_STORED RECORDS:_
━━━━━━━━━━━━━━━━

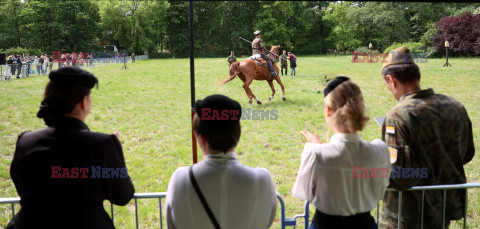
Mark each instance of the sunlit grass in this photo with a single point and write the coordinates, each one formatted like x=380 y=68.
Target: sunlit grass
x=150 y=105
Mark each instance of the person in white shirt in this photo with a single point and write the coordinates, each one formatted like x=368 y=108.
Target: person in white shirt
x=237 y=195
x=346 y=178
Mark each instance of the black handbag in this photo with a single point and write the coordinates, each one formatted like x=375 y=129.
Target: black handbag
x=202 y=199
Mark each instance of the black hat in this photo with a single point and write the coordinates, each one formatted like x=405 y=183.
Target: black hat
x=218 y=111
x=69 y=76
x=334 y=83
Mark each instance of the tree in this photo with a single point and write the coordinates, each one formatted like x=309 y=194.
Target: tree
x=462 y=32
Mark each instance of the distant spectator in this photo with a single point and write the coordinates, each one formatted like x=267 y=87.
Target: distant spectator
x=41 y=60
x=19 y=65
x=284 y=63
x=50 y=62
x=293 y=62
x=339 y=177
x=8 y=68
x=237 y=195
x=63 y=173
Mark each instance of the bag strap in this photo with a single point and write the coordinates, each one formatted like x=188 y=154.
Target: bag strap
x=202 y=199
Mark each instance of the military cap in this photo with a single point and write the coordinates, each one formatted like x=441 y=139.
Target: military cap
x=334 y=83
x=400 y=55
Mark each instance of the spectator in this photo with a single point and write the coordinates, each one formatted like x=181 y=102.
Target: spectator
x=13 y=69
x=293 y=63
x=19 y=65
x=237 y=195
x=429 y=132
x=41 y=60
x=8 y=68
x=49 y=164
x=45 y=64
x=284 y=63
x=339 y=177
x=50 y=62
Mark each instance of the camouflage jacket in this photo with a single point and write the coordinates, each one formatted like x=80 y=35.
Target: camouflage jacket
x=431 y=136
x=258 y=46
x=231 y=59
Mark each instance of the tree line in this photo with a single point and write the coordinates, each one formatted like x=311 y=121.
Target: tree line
x=160 y=27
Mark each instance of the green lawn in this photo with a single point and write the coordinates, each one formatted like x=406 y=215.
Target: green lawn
x=150 y=105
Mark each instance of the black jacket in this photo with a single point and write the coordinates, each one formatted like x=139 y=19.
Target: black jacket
x=73 y=202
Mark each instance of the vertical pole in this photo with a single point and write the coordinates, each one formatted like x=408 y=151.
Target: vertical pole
x=192 y=80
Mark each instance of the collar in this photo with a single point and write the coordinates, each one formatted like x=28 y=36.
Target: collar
x=343 y=137
x=71 y=123
x=417 y=94
x=230 y=155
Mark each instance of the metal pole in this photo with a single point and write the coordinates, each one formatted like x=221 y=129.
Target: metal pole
x=192 y=81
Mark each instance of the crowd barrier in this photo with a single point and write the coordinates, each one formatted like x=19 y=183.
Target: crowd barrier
x=31 y=68
x=291 y=221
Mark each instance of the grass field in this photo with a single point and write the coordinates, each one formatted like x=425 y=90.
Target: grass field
x=150 y=105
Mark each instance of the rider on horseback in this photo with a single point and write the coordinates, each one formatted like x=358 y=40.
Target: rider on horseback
x=259 y=48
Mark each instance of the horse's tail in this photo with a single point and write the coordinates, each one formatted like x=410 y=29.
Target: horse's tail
x=234 y=70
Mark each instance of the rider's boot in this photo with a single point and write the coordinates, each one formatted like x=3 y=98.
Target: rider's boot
x=272 y=72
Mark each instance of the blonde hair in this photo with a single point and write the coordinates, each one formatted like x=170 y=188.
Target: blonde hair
x=348 y=106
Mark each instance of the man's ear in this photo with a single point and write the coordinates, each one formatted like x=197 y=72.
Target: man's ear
x=392 y=79
x=83 y=103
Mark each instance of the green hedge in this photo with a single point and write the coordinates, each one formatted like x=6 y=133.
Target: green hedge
x=415 y=47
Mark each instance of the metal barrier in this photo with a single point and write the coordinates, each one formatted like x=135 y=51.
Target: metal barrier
x=433 y=187
x=284 y=221
x=288 y=221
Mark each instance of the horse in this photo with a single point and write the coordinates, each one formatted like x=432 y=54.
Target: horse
x=247 y=70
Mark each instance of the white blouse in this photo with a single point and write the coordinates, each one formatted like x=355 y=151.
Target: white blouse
x=344 y=177
x=239 y=196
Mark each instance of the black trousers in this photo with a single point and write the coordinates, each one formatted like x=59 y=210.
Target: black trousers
x=358 y=221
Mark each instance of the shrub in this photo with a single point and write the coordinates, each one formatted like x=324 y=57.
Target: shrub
x=415 y=47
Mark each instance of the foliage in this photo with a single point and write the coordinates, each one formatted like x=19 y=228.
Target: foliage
x=415 y=47
x=462 y=32
x=151 y=26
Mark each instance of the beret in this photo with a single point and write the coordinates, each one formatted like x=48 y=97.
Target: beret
x=70 y=76
x=400 y=55
x=334 y=83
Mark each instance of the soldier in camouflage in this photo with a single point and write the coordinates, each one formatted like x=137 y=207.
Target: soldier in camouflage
x=284 y=62
x=259 y=48
x=424 y=131
x=231 y=59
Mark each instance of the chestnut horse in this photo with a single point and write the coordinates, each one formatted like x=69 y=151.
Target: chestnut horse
x=248 y=71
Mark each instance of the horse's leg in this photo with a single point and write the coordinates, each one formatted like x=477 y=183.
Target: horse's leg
x=279 y=81
x=270 y=83
x=250 y=94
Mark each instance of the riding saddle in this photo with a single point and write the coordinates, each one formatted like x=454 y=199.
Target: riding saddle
x=258 y=60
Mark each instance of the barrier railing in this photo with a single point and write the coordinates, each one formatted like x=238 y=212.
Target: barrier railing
x=10 y=70
x=291 y=221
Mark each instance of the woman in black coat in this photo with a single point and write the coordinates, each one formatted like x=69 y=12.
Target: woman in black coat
x=63 y=173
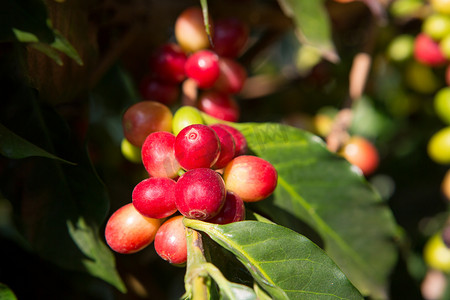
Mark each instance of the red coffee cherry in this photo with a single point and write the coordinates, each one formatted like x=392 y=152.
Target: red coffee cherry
x=155 y=197
x=200 y=194
x=232 y=76
x=143 y=118
x=230 y=37
x=203 y=67
x=427 y=51
x=190 y=31
x=361 y=153
x=197 y=146
x=167 y=63
x=232 y=211
x=127 y=231
x=170 y=241
x=161 y=91
x=158 y=155
x=227 y=147
x=219 y=105
x=239 y=139
x=250 y=177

━━━━━━━━━━━━━━━━

_WRITTEN EXERCISE:_ Word for word, please, restate the lines of the listing from the one holding "Mark each instance of the riding" down to the last line, leaving out any pictures.

_EXPECTED OUTPUT:_
Mark each instance of the riding saddle in this photo with a single point and write the coordinates, each one formatted like x=454 y=199.
Target: riding saddle
x=258 y=60
Mark each instance of the barrier railing in this photo with a single point and write the coordinates, each one formatted like x=238 y=212.
Target: barrier railing
x=10 y=70
x=291 y=221
Mark each instance of the woman in black coat in this photo with a single point and write the coordinates, each one formatted like x=69 y=12.
Target: woman in black coat
x=63 y=173
Mark each instance of the red coffee cherry in this photo with a single point and write the coordinates, each one formatted like x=392 y=152.
Target: red coffee cherry
x=155 y=197
x=200 y=194
x=232 y=76
x=143 y=118
x=230 y=37
x=203 y=67
x=427 y=51
x=190 y=31
x=361 y=153
x=197 y=146
x=167 y=63
x=232 y=211
x=127 y=231
x=170 y=241
x=161 y=91
x=158 y=155
x=227 y=147
x=219 y=105
x=239 y=139
x=250 y=177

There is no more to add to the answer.